(Chronische) Krankheit in Theater und Kunst

Bericht über den Gastvortrag von Hendrik Quast am 24.05.2023 an der EvH

Hendrik Quast mit orangebrauner Handpuppe

Einen Vortrag der besonderen Art erlebten 35 Studierende und vier Lehrpersonen aus Lehrveranstaltungen im Schnittfeld der Disability Studies, zu dem Prof. Dr. Theresia Degener und Franziska Witzmann im Namen von BODYS eingeladen hatten. Extra aus Stockholm (Schweden) angereist war der Referent Hendrik Quast, Theaterwissenschaftler, PhD-Kandidat und Performancekünstler. Eindrucksvoll schilderte er in seinem Vortrag „Crip ventriloquism“ („Krüppel-Bauchreden“) seine inneren Konflikte, wie er im Lauf seiner Karriere als Theaterschauspieler eine chronische Darmerkrankung erwarb und sich der Frage stellen musste, ob und wie er seine neue unsichtbare Beeinträchtigung in beruflichen Kontexten offenbaren wollte. Schlussendlich entschied Quast sich für Aktivismus gegen Ableismus und für Sichtbarkeit von Krankheit und Behinderung in künstlerischen Produktionen.

§ **DATENSAMMLUNG**
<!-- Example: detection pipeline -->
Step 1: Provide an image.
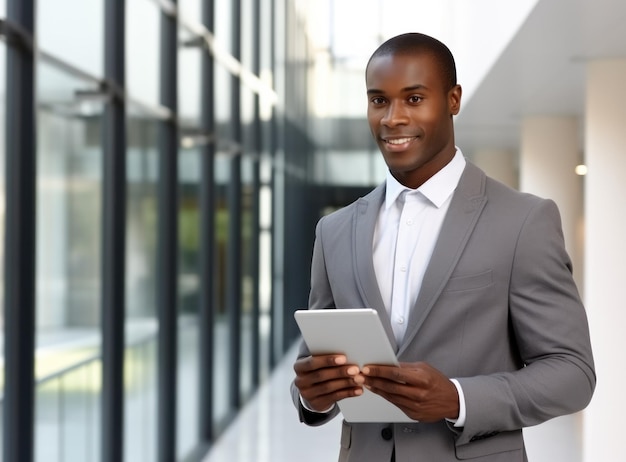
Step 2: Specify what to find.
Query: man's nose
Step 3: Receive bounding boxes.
[381,102,409,126]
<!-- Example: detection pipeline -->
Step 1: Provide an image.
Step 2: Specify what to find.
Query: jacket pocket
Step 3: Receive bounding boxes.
[444,270,493,292]
[455,431,524,462]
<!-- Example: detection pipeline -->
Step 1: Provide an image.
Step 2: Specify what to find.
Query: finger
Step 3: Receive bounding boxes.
[361,365,411,383]
[293,355,347,374]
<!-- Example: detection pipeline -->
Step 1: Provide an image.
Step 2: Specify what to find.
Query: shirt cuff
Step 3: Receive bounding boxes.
[446,379,465,427]
[300,395,336,414]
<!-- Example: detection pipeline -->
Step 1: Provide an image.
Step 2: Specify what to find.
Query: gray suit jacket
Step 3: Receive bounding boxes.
[292,162,595,462]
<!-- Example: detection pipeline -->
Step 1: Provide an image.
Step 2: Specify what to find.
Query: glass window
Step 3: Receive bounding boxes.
[177,148,201,459]
[124,108,158,460]
[35,62,102,462]
[176,29,201,459]
[36,0,104,77]
[126,0,161,106]
[213,2,233,428]
[178,28,203,128]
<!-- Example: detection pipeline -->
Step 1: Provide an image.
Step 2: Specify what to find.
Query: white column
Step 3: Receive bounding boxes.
[520,116,584,286]
[519,116,584,462]
[472,149,519,189]
[584,59,626,462]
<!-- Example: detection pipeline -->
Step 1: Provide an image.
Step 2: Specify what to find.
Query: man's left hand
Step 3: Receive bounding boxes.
[361,362,459,422]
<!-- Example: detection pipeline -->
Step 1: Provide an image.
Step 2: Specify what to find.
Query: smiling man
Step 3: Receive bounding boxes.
[292,33,596,462]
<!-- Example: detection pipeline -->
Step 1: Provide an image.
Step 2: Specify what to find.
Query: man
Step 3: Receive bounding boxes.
[292,34,595,462]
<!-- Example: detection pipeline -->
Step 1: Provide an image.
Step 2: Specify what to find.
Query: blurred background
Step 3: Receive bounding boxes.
[0,0,626,462]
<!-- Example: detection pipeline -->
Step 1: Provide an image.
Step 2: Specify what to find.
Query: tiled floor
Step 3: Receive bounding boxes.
[203,342,582,462]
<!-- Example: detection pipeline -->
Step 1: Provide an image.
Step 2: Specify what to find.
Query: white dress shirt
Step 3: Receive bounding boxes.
[300,152,465,427]
[373,149,465,427]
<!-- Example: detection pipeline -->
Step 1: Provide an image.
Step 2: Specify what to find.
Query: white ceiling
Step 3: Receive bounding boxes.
[455,0,626,152]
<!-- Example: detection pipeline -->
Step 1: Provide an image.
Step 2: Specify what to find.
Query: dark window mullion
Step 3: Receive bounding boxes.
[157,1,178,462]
[101,0,126,462]
[3,0,36,462]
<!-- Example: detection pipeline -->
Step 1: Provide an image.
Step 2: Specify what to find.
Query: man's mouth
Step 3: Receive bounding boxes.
[383,136,416,145]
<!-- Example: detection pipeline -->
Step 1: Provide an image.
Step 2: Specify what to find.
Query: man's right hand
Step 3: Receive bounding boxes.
[293,355,365,412]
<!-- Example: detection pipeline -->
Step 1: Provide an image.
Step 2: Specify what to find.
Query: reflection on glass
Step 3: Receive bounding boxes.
[124,117,158,460]
[35,59,102,462]
[176,146,202,460]
[35,0,104,77]
[213,2,234,428]
[126,0,161,106]
[178,27,203,127]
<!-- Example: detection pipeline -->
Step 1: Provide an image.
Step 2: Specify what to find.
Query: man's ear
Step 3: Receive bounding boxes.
[448,85,463,115]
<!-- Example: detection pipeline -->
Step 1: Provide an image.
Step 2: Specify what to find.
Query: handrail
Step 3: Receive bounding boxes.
[0,335,156,405]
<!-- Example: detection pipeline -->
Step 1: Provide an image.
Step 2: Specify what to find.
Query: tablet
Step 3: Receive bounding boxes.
[294,308,415,422]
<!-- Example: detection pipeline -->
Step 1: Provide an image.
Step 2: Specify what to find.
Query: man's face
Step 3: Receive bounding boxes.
[366,53,461,188]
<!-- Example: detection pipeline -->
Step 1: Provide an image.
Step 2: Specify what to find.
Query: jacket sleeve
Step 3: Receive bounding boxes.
[456,200,596,445]
[291,218,339,426]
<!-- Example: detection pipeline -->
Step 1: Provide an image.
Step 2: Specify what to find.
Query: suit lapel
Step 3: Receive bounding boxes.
[399,162,487,353]
[353,184,397,350]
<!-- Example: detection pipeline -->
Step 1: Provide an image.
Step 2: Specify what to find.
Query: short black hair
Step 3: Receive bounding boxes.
[366,32,457,89]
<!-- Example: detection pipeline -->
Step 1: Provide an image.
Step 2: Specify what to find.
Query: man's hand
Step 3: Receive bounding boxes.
[293,355,365,412]
[361,362,459,422]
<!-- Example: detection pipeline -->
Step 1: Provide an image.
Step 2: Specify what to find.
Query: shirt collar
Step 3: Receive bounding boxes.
[385,148,466,209]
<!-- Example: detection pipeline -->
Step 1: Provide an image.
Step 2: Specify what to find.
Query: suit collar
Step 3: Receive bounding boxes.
[353,183,397,350]
[399,162,487,354]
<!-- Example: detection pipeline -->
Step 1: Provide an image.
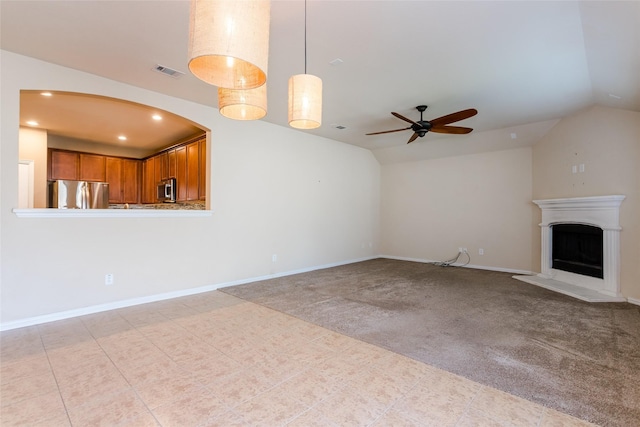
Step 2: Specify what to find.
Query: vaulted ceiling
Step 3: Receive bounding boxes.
[0,0,640,162]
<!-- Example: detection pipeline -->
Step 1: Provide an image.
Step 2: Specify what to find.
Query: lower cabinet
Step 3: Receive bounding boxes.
[48,136,207,207]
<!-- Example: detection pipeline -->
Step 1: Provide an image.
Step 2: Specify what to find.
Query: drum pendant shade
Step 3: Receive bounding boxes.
[218,84,267,120]
[189,0,271,89]
[289,74,322,129]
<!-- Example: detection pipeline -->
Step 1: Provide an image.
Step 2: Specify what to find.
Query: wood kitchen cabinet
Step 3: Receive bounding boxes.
[198,137,207,200]
[176,145,187,202]
[152,154,166,185]
[47,150,79,181]
[142,157,157,203]
[122,159,140,203]
[167,148,177,178]
[187,141,200,200]
[106,157,140,203]
[80,153,107,182]
[142,136,207,203]
[105,157,123,203]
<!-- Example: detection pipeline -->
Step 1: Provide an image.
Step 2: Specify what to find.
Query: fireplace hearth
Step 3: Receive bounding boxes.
[514,195,626,302]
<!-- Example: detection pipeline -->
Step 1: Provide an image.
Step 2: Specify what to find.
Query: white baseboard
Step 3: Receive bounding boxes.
[380,255,536,274]
[0,256,379,331]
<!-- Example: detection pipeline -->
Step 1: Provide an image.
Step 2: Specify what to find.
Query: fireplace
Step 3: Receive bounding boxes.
[514,195,626,302]
[551,224,604,279]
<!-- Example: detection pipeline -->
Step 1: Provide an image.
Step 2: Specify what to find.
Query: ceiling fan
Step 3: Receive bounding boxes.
[367,105,478,144]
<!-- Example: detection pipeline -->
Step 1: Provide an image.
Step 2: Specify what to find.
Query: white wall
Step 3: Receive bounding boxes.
[533,106,640,301]
[0,51,380,325]
[18,127,47,208]
[380,147,535,271]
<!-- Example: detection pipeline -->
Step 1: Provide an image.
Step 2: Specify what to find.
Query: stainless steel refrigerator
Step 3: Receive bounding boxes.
[48,179,109,209]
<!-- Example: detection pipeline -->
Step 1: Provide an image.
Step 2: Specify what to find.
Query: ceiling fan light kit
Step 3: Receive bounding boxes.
[367,105,478,144]
[218,84,267,120]
[289,0,322,129]
[189,0,271,90]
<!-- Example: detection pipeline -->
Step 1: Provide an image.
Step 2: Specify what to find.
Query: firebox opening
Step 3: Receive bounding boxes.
[551,224,604,279]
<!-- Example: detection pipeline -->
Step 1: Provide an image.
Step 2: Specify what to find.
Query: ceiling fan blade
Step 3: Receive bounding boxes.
[407,132,418,144]
[365,126,411,135]
[429,108,478,127]
[391,112,420,126]
[431,126,473,135]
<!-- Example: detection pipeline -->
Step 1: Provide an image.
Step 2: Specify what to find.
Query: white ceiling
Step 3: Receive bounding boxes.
[0,0,640,162]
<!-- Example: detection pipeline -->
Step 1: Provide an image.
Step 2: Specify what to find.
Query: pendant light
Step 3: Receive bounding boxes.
[218,84,267,120]
[189,0,271,89]
[289,0,322,129]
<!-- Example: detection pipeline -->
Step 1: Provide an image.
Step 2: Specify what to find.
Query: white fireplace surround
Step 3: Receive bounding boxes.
[514,195,626,302]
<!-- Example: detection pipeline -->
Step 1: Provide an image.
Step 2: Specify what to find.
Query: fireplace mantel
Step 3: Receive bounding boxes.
[514,195,626,302]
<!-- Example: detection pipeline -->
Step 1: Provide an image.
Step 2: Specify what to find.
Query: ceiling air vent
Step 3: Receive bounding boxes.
[153,64,184,79]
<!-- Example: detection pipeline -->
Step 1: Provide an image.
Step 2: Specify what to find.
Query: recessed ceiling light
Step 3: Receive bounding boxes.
[153,64,184,79]
[329,123,347,130]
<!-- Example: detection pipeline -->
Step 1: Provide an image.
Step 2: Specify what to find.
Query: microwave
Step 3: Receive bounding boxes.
[158,178,176,203]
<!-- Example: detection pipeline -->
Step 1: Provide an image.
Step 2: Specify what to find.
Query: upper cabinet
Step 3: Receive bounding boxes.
[48,135,207,204]
[105,157,140,203]
[80,153,107,182]
[48,148,141,203]
[142,135,207,203]
[47,150,80,181]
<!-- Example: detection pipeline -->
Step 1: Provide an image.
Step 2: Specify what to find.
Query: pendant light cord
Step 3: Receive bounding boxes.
[304,0,307,74]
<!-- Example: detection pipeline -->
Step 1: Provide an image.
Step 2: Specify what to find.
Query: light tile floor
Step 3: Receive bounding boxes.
[0,292,591,427]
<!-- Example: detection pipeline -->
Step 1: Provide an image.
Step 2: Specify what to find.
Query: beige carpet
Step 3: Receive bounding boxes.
[223,259,640,426]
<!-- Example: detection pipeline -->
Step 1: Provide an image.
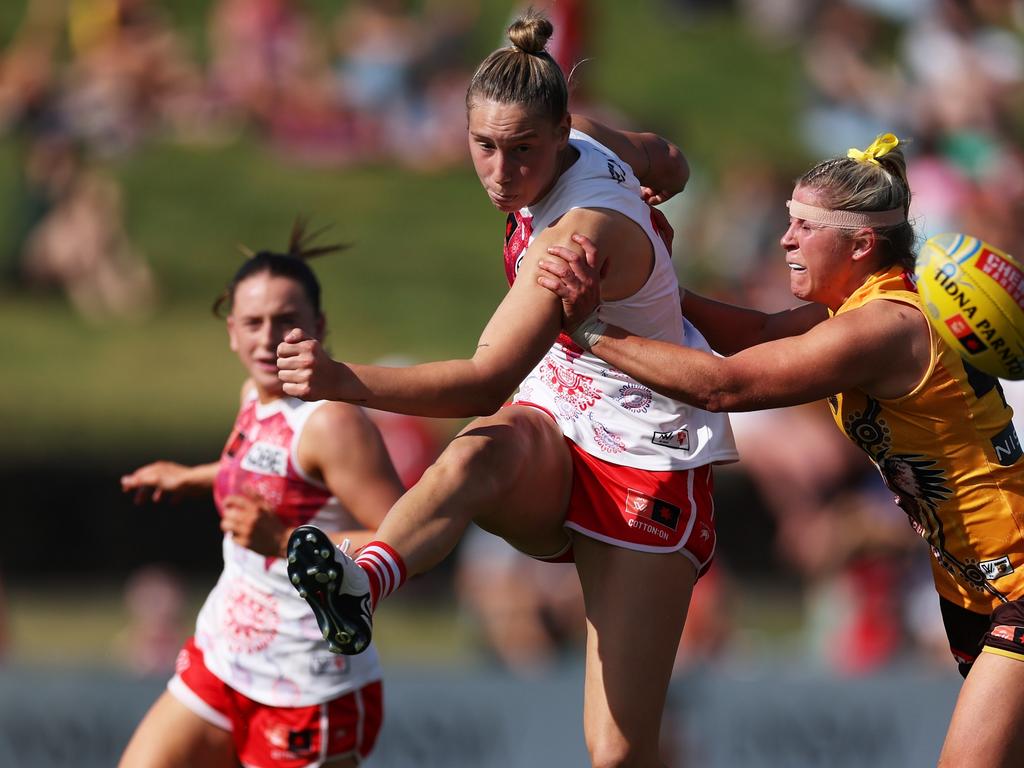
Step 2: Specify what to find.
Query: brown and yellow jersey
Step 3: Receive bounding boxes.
[828,267,1024,613]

§ **AUFGABE 1**
Beantworten Sie anhand des Textes über den Gastvortrag kurz diese Fragen:
(a) Wie viele Studierende erlebten den Vortrag?
(b) Aus welcher Stadt war der Referent angereist?
(c) Welche Erkrankung erwarb er im Lauf seiner Karriere als Theaterschauspieler?
§ **AUFGABE 2**
Schreiben Sie den Text über den Gastvortrag von „Einen Vortrag der“ bis „in künstlerischen Produktionen.“ wortgetreu ab.
Die Zeilen werden hier nicht gebraucht.

§ **IHRE LÖSUNG 1**
(a) 35 Studierende
(b) Aus Stockholm (Schweden)
(c) Eine chronische Darmerkrankung

§ **IHRE LÖSUNG 2**
Einen Vortrag der besonderen Art erlebten 35 Studierende und vier Lehrpersonen aus Lehrveranstaltungen im Schnittfeld der Disability Studies, zu dem Prof. Dr. Theresia Degener und Franziska Witzmann im Namen von BODYS eingeladen hatten. Extra aus Stockholm (Schweden) angereist war der Referent Hendrik Quast, Theaterwissenschaftler, PhD-Kandidat und Performancekünstler. Eindrucksvoll schilderte er in seinem Vortrag „Crip ventriloquism“ („Krüppel-Bauchreden“) seine inneren Konflikte, wie er im Lauf seiner Karriere als Theaterschauspieler eine chronische Darmerkrankung erwarb und sich der Frage stellen musste, ob und wie er seine neue unsichtbare Beeinträchtigung in beruflichen Kontexten offenbaren wollte. Schlussendlich entschied Quast sich für Aktivismus gegen Ableismus und für Sichtbarkeit von Krankheit und Behinderung in künstlerischen Produktionen.